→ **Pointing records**
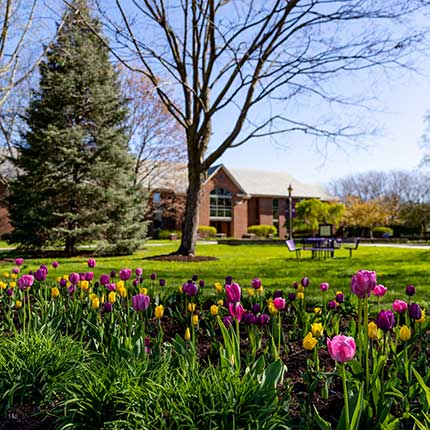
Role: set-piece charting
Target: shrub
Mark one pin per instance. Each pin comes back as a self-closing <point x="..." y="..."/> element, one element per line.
<point x="206" y="232"/>
<point x="165" y="234"/>
<point x="262" y="230"/>
<point x="382" y="232"/>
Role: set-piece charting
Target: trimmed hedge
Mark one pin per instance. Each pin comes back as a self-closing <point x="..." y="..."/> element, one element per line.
<point x="206" y="232"/>
<point x="263" y="230"/>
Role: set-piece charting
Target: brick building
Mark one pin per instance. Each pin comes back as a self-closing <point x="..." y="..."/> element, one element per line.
<point x="232" y="199"/>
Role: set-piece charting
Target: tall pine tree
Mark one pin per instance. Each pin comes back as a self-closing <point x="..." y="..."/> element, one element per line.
<point x="76" y="174"/>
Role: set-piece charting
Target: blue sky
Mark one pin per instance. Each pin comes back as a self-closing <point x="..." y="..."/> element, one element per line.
<point x="399" y="104"/>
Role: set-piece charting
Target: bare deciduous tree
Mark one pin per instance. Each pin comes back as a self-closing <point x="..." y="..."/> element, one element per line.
<point x="226" y="60"/>
<point x="156" y="139"/>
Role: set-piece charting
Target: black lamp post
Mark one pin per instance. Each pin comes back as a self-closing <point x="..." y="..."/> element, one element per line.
<point x="290" y="212"/>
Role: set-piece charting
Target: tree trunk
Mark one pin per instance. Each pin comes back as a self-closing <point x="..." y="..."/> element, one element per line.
<point x="191" y="217"/>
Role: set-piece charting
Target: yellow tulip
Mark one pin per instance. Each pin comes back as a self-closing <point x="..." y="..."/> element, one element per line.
<point x="112" y="297"/>
<point x="55" y="292"/>
<point x="372" y="330"/>
<point x="423" y="316"/>
<point x="195" y="320"/>
<point x="317" y="329"/>
<point x="405" y="333"/>
<point x="95" y="303"/>
<point x="159" y="311"/>
<point x="218" y="287"/>
<point x="309" y="342"/>
<point x="122" y="292"/>
<point x="84" y="285"/>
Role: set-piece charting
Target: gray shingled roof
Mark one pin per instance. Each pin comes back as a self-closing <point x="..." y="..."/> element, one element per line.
<point x="252" y="182"/>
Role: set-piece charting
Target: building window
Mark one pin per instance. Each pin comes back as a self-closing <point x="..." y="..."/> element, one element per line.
<point x="220" y="204"/>
<point x="275" y="211"/>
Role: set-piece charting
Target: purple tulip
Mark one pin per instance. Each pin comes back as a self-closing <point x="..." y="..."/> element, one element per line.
<point x="256" y="308"/>
<point x="140" y="302"/>
<point x="385" y="320"/>
<point x="305" y="282"/>
<point x="111" y="287"/>
<point x="249" y="318"/>
<point x="107" y="307"/>
<point x="40" y="275"/>
<point x="415" y="311"/>
<point x="256" y="283"/>
<point x="324" y="286"/>
<point x="232" y="292"/>
<point x="279" y="303"/>
<point x="363" y="283"/>
<point x="104" y="279"/>
<point x="236" y="310"/>
<point x="25" y="282"/>
<point x="125" y="274"/>
<point x="263" y="319"/>
<point x="340" y="298"/>
<point x="227" y="320"/>
<point x="190" y="288"/>
<point x="410" y="290"/>
<point x="332" y="304"/>
<point x="74" y="278"/>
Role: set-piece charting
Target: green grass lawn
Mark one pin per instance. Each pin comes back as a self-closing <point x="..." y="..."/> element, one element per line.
<point x="277" y="268"/>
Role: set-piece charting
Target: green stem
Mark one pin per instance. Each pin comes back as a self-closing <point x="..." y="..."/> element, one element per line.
<point x="345" y="397"/>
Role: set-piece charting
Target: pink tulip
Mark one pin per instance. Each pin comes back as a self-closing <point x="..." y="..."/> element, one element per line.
<point x="232" y="292"/>
<point x="363" y="282"/>
<point x="324" y="286"/>
<point x="379" y="290"/>
<point x="399" y="306"/>
<point x="279" y="303"/>
<point x="341" y="348"/>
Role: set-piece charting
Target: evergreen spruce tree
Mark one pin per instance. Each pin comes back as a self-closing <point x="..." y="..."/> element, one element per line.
<point x="76" y="174"/>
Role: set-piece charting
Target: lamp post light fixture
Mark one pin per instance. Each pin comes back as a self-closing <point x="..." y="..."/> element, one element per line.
<point x="290" y="212"/>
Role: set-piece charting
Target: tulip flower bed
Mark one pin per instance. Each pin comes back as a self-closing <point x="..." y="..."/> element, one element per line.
<point x="121" y="352"/>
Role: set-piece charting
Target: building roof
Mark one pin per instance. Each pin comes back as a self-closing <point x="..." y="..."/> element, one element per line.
<point x="251" y="182"/>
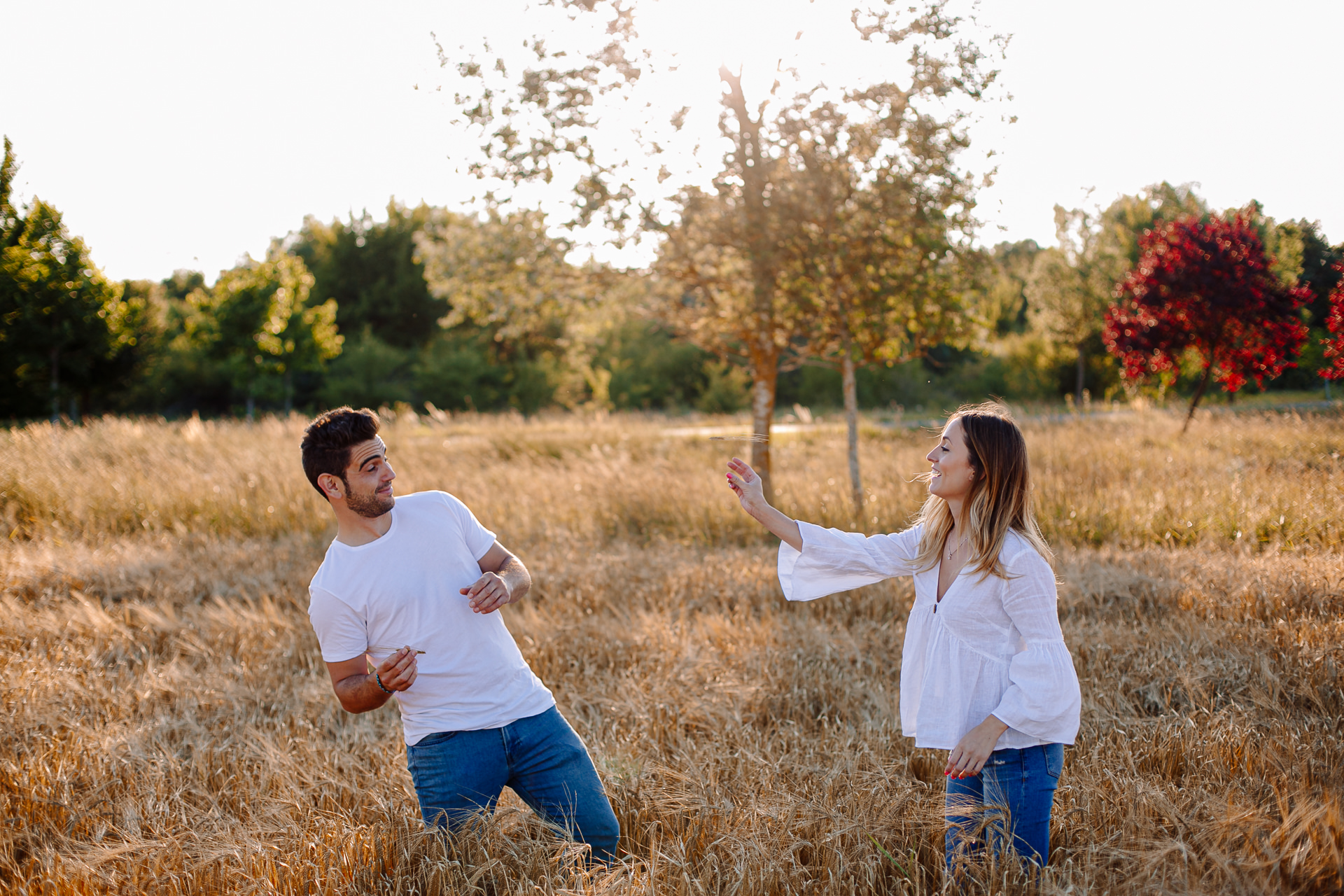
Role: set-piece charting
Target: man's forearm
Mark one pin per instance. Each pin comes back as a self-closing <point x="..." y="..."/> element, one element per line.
<point x="517" y="578"/>
<point x="360" y="694"/>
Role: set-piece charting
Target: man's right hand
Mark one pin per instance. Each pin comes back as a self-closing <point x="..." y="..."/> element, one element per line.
<point x="398" y="671"/>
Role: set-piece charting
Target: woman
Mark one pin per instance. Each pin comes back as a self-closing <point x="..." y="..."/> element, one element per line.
<point x="984" y="673"/>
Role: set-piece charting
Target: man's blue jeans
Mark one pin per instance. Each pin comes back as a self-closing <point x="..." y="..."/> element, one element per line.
<point x="1008" y="801"/>
<point x="461" y="773"/>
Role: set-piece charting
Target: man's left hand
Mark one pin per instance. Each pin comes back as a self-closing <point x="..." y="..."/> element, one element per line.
<point x="488" y="594"/>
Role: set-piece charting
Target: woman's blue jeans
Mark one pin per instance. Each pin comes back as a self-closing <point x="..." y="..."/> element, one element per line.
<point x="1008" y="802"/>
<point x="458" y="774"/>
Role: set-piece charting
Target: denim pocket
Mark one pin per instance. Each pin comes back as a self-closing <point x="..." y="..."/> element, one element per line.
<point x="433" y="741"/>
<point x="1054" y="760"/>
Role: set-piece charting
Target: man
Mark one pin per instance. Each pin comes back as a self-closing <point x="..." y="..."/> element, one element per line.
<point x="414" y="583"/>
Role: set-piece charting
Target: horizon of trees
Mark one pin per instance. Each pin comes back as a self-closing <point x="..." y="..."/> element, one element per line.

→ **WHAT YOU WILL DO**
Ignore the images and quote every line of the listing exactly.

→ **THE ANSWER**
Role: set-piece charting
Target: shrub
Mark one pin per instance. Each pin comes back as a self-closing <point x="..." y="..."/> element, one element per line.
<point x="206" y="232"/>
<point x="165" y="234"/>
<point x="262" y="230"/>
<point x="382" y="232"/>
Role: set-piece charting
Target: trimmed hedge
Mark one pin per instance. Each pin comes back as a self-closing <point x="..." y="..."/> element, one element per line.
<point x="206" y="232"/>
<point x="263" y="230"/>
Role: set-piece charting
Target: brick building
Mark one pin per instance. Each pin comes back as a self-closing <point x="..." y="..."/> element, one element per line.
<point x="232" y="199"/>
Role: set-piece charting
Target: tall pine tree
Mark one pin per instance. Each pin comes back as a self-closing <point x="..." y="..."/> element, one element per line.
<point x="76" y="174"/>
Role: set-piece charting
Target: blue sky
Mark one pin per instance. Each pin comes back as a self-closing <point x="..." y="..."/> element, one element per line.
<point x="399" y="104"/>
Role: set-piece charting
Target: bare deciduous tree
Mark one pin per instance. Each pin comes back as a self-closing <point x="..." y="..."/> element, one element per line.
<point x="226" y="60"/>
<point x="156" y="139"/>
Role: set-piece charting
Target: black lamp post
Mark one pin per instance. Each pin comes back as a self-closing <point x="..." y="..."/> element, one element per line.
<point x="290" y="212"/>
Role: set-piece charting
Target: tree trunk
Mark one pin per instance. Each pin comes back as a self-closing <point x="..." y="..."/> element, one element per line.
<point x="191" y="217"/>
Role: set-piece charting
Target: yellow tulip
Mark one pin per instance. Each pin comes back as a self-closing <point x="..." y="..."/> element, one element per line.
<point x="112" y="297"/>
<point x="55" y="292"/>
<point x="372" y="330"/>
<point x="423" y="316"/>
<point x="195" y="320"/>
<point x="317" y="329"/>
<point x="405" y="333"/>
<point x="95" y="303"/>
<point x="159" y="311"/>
<point x="218" y="287"/>
<point x="309" y="342"/>
<point x="122" y="292"/>
<point x="84" y="285"/>
Role: set-piece charting
Target: gray shingled roof
Mark one pin per instance. Each pin comes back as a self-closing <point x="..." y="..."/> element, one element per line.
<point x="252" y="182"/>
Role: set-piece charting
Target: building window
Mark one pin per instance. Each pin comes back as a self-closing <point x="..." y="..."/> element, one element per line.
<point x="220" y="204"/>
<point x="275" y="211"/>
Role: set-piece charting
Target: purple tulip
Mark one pin per instance. Each pin comes back as a self-closing <point x="..." y="..."/> element, one element per line.
<point x="256" y="308"/>
<point x="140" y="302"/>
<point x="385" y="320"/>
<point x="305" y="282"/>
<point x="111" y="287"/>
<point x="249" y="318"/>
<point x="107" y="307"/>
<point x="40" y="275"/>
<point x="415" y="311"/>
<point x="256" y="283"/>
<point x="324" y="286"/>
<point x="232" y="292"/>
<point x="279" y="303"/>
<point x="363" y="283"/>
<point x="104" y="279"/>
<point x="236" y="310"/>
<point x="25" y="282"/>
<point x="125" y="274"/>
<point x="263" y="319"/>
<point x="340" y="298"/>
<point x="227" y="320"/>
<point x="190" y="288"/>
<point x="410" y="290"/>
<point x="332" y="304"/>
<point x="74" y="278"/>
Role: set-piece charting
Target: green grass lawn
Mark one pin per instance. Each pin comes back as a self-closing <point x="..." y="..."/> element, one element per line.
<point x="277" y="268"/>
Role: set-piece charting
Target: green stem
Mark one pin per instance. Each pin comes back as a self-closing <point x="..." y="..."/> element, one element per line.
<point x="345" y="397"/>
Role: set-piece charting
Target: pink tulip
Mark one pin per instance. Each pin comes back as a self-closing <point x="..." y="..."/> element, one element per line.
<point x="232" y="292"/>
<point x="363" y="282"/>
<point x="324" y="286"/>
<point x="379" y="290"/>
<point x="399" y="306"/>
<point x="279" y="303"/>
<point x="341" y="348"/>
Role: set-piece charting
Target: evergreen spruce tree
Mark one pin per instance. Each pin comes back as a self-closing <point x="..." y="..."/> element, one element per line.
<point x="76" y="174"/>
Role: set-piece charting
Target: lamp post light fixture
Mark one pin per instance. Each pin comes back as a self-closing <point x="..." y="..."/> element, one element per line.
<point x="290" y="212"/>
Role: set-piece charting
Target: tulip flower bed
Mark one pin per instance. Each pin comes back as a self-closing <point x="..." y="..."/> element, one element per line.
<point x="121" y="352"/>
Role: set-piece charting
Target: building roof
Mark one pin per instance. Each pin comes back as a self-closing <point x="..." y="..."/> element, one element per line.
<point x="251" y="182"/>
Role: set-piece charting
Target: man's forearm
Mark one pin per instance. Each pin comes back as a self-closing <point x="..." y="..."/> element, one element per line.
<point x="517" y="578"/>
<point x="360" y="694"/>
Role: set-piece charting
Target: man's right hand
Mark one pin per instance. Each pin comes back as a self-closing <point x="..." y="..."/> element, one element per line.
<point x="398" y="671"/>
Role: set-piece charting
Target: woman
Mark one pin per instance. Each pin comes back as a self-closing <point x="..." y="..."/> element, one element per line.
<point x="984" y="673"/>
Role: set-piece charting
Target: man's blue jeans
Mark one pin per instance. Each pin comes back as a self-closing <point x="..." y="..."/> element, one element per line.
<point x="1008" y="801"/>
<point x="461" y="773"/>
Role: set-piece charting
Target: man's left hand
Mark one pin per instance. Each pin comes back as a self-closing <point x="..." y="..."/> element, one element per line.
<point x="488" y="594"/>
Role: set-piece charting
Target: woman's blue jeans
Mark one pin per instance. Each pin comes back as a self-closing <point x="..." y="..."/> element, one element per line.
<point x="1008" y="802"/>
<point x="458" y="774"/>
Role: set-piece charting
Target: denim pocket
Mark one pin per instance. Each pin comes back as a self-closing <point x="..." y="..."/> element, one element per line.
<point x="433" y="741"/>
<point x="1054" y="760"/>
Role: set-piece charting
Target: man
Mark one pin per instance. Each pin comes back as a self-closing <point x="..." y="..."/> element, one element per line.
<point x="414" y="583"/>
Role: set-piece charting
Target: horizon of trees
Mark one pin per instance. Each pin comes back as a self-closing <point x="..." y="..."/> element, one element per line.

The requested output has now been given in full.